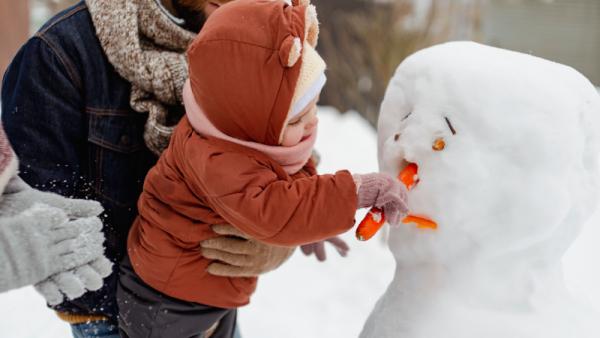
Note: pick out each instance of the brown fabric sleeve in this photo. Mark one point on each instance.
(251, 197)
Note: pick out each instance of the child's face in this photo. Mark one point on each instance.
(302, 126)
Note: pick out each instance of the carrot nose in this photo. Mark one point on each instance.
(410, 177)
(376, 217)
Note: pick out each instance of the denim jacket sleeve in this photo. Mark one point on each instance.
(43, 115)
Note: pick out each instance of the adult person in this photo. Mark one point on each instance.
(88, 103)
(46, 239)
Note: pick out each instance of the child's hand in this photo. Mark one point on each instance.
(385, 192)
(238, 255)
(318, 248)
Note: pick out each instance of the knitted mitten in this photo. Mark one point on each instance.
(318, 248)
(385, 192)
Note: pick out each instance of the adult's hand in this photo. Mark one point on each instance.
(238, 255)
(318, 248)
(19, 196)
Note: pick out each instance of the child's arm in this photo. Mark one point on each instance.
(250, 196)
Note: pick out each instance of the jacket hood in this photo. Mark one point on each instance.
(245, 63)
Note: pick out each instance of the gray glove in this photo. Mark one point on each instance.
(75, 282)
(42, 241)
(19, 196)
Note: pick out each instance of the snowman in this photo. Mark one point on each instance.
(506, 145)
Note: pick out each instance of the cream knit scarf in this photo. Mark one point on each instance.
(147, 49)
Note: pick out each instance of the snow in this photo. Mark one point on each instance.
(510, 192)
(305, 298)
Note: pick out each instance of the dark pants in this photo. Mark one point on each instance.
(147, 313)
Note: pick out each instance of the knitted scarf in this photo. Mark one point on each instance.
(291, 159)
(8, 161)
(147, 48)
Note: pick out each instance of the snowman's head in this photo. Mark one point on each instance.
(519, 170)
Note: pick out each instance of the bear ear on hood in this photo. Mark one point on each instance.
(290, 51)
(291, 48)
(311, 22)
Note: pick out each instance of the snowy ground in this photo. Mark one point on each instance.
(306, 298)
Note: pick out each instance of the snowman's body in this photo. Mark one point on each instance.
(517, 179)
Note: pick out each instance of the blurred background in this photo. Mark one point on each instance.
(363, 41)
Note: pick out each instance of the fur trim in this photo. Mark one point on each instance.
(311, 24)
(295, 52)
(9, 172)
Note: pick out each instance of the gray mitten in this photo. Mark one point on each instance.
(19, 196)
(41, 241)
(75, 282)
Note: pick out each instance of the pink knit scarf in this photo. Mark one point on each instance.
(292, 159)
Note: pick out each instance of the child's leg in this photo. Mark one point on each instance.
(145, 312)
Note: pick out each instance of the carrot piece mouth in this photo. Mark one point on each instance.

* _WHAT YOU WILL DO_
Retype the lines of the material above, starting at the line that contains "Note: pick out each instance of the knitted scarf" and ending at the last line of the material, both included.

* _TASK ANSWER_
Note: pick out each instance of the knitted scarf in this photo. Mark one point on each instance.
(291, 159)
(8, 161)
(147, 48)
Note: pick out each instance of the snowman's head in this photo. Mark one point on each instance.
(519, 170)
Note: pick out each instance of the bear ear on hood in this photo. Mark one point on each instance.
(290, 51)
(291, 48)
(311, 22)
Note: pick out each instance of the snowy ground in this photo. Mark one point on each instance.
(306, 298)
Note: pick out each instance of the snowman's body in this photo. Mark one point on each instance.
(517, 179)
Note: pick out each instance of the blurred background in this photo. Mark one point on each instance.
(363, 41)
Note: pick out each instance of the fur trim in this photo. Mark one point on each instance.
(311, 24)
(295, 52)
(9, 172)
Note: pick out each instance of the gray mitten in this photo. Mark one point on each instance.
(19, 196)
(41, 241)
(75, 282)
Note: pick out each instance of the pink knit scarf in this photo. Mark one point on each instance.
(292, 159)
Note: pick out each instance of the child's leg in this photo. Mark one point on each instance.
(145, 312)
Note: pick out each instance of the carrot piece mouth in this photo. Mark one point on each instance.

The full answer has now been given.